## [WRITTEN TASK]
Output the entries word for word. Omit images.

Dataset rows
==*==

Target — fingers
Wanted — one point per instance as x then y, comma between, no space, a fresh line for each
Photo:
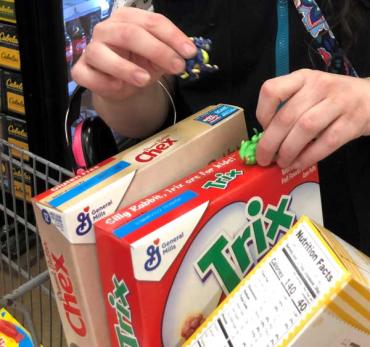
307,128
127,37
284,120
276,91
160,27
329,141
95,80
103,59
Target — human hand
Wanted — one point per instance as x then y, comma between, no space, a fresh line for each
131,50
321,112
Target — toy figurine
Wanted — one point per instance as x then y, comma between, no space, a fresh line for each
247,150
200,63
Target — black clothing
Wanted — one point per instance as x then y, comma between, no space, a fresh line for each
243,35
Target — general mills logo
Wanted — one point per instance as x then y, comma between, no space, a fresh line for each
154,256
46,216
85,222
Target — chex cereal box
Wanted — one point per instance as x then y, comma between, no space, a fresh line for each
312,289
168,260
12,333
66,213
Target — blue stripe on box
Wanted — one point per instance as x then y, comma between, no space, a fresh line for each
91,182
157,212
217,114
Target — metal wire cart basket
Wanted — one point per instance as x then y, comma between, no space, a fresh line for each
25,289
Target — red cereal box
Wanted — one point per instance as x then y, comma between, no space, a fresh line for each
168,260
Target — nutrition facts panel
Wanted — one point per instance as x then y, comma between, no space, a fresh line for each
277,297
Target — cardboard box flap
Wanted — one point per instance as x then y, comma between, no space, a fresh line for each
154,148
357,263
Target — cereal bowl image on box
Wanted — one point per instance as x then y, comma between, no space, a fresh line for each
186,247
182,308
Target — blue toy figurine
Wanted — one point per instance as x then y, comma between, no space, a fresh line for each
200,63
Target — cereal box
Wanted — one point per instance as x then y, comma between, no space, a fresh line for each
312,289
66,213
13,334
168,260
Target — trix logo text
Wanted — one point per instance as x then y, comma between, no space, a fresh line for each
72,311
154,151
118,301
85,222
229,260
154,256
222,179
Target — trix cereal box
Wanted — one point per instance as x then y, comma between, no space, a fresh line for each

==*==

## [SOLUTION]
Target — fingers
Wanted — one point per instance as x then y, comma between, no space, a fresh line for each
Photo:
307,128
127,37
284,120
276,91
160,27
329,141
95,80
103,59
Target — human hand
Wanted — one point per instance as x then y, comma between, no space, a fresh line for each
131,50
321,112
Target — toy figurine
Wanted — one point per instance as x then y, comma between, no space, a fresh line for each
247,150
200,63
Target — black clothing
Wanted — one point per instance as x then y, comma between, no space, a fresh line for each
243,35
Target — general mills logo
Wanted — one point per instance as x then y, comma between, no space, a fresh line for each
154,256
46,216
85,222
Target — chex cereal box
Wanted — one point per instance as x then y, comma between, no space, a fresh line for each
312,289
168,260
12,333
66,213
Target — blue stripe on box
Wanted — one point per instance as x then y, comma between, no space, a fresh line for each
91,182
157,212
217,114
Target — metal wire cart basket
Wanted — one point per instance as x then y, comma between, no space, a fresh line for each
25,289
Target — red cereal box
Wanted — one point per instance as x then y, comma between, no space, a fresh line for each
168,260
Target — nutrition facts panel
Wanted — one point per instance as x then y, comma between, no space, a fresh line for each
277,297
Target — cardboard box flap
Wanted — one point per instance as x then y, comma between, no space, a fresh line for each
154,148
357,263
Target — cereal bowl image on box
Wanted — one point per instance as x then y, comma between, no space, a fresh line for each
186,247
182,308
Target — blue toy figurine
Wanted — one point per instance as x then y, comma between, no space, a fresh line for each
200,63
Target — cereal box
Wanted — one point per instance as x then y, comma between, no space, a fresh line for each
312,289
66,213
13,334
168,260
Target — trix logo text
Wanted — one point per instance as x then y, comma between, no space, a fresh line for each
72,311
154,151
118,301
85,222
229,260
154,256
222,179
Target — trix cereal box
Wanted — one point per instance as x then y, comma between, no space, a fresh line for each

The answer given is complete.